**Text section**.
WhaleSheila Moorcroft, Research Director, Shaping Tomorrow

Perceptions of animals could be about to go through another step change. A recent campaign by two celebrity chefs and stories about 'clever things animals do' may trigger another shift in public attitudes.

Actions by animal rights campaigners often hit the headlines, but the extent to which their actions change public behaviour is often difficult to measure. The impact of a recent campaign against battery farmed chickens by two celebrity chefs in the UK was on the other hand very clear. Sales of free range chickens jumped 35% in a month over the previous year, with battery farmed sales falling sharply at the same time. Leading supermarkets are rushing to keep up with demand.

Several other stories about the 'clever things animals do that them more like us' will have contributed to the drip, drip, drip element of changing attitudes. The first was about a dolphin in New Zealand which communicated with two beached sperm whales. Local people had not managed to encourage / manoeuvre the whales back into the sea, but the dolphin led them back to safe waters.

**Collected material**.

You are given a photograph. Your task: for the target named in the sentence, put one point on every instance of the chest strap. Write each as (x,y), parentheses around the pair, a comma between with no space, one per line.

**Exercise tasks**.
a) Reproduce the part of the article on public attitudes toward animals starting with "Perceptions of animals" and going on through "up with demand.".
b) Write the next part of the article on public attitudes toward animals, picking up after its final sentence.
The data above was drawn from a separate source with no connection to the article.

**Written responses**.
a)
Perceptions of animals could be about to go through another step change. A recent campaign by two celebrity chefs and stories about 'clever things animals do' may trigger another shift in public attitudes.

Actions by animal rights campaigners often hit the headlines, but the extent to which their actions change public behaviour is often difficult to measure. The impact of a recent campaign against battery farmed chickens by two celebrity chefs in the UK was on the other hand very clear. Sales of free range chickens jumped 35% in a month over the previous year, with battery farmed sales falling sharply at the same time. Leading supermarkets are rushing to keep up with demand.

b)
A recent PhD thesis on shark behaviour has demonstrated that sharks are able to forecast storms and weather changes by responding to changes in water pressure. Research elsewhere into the behaviour and communication of putty nosed monkeys has shown that not only do they differentiate between predators in their calls, but by creating a specific pattern of calls - much like the basic building blocks of human language - they are able to persuade the group to move away together en masse.

Why is this important?

The implications of a seismic shift in attitudes would be enormous. A significant part of the pressure on food prices and the environment stem from animal production: this pressure would reduce significantly with a major shift away from meat eating in the West - despite its growth in emerging markets. Farming and food production would face a major restructuring exercise too.

R&D - already the target for protests - might need to be conducted in completely new ways. With the growing capabilities of biological modelling the need for animal testing may reduce. We might also see a growth in more human testing along the lines of recent drug tests on terminally ill cancer patients, and a change in attitudes to risks and rewards. Fashion may also be more in the firing line, along with any other sector reliant on animal products.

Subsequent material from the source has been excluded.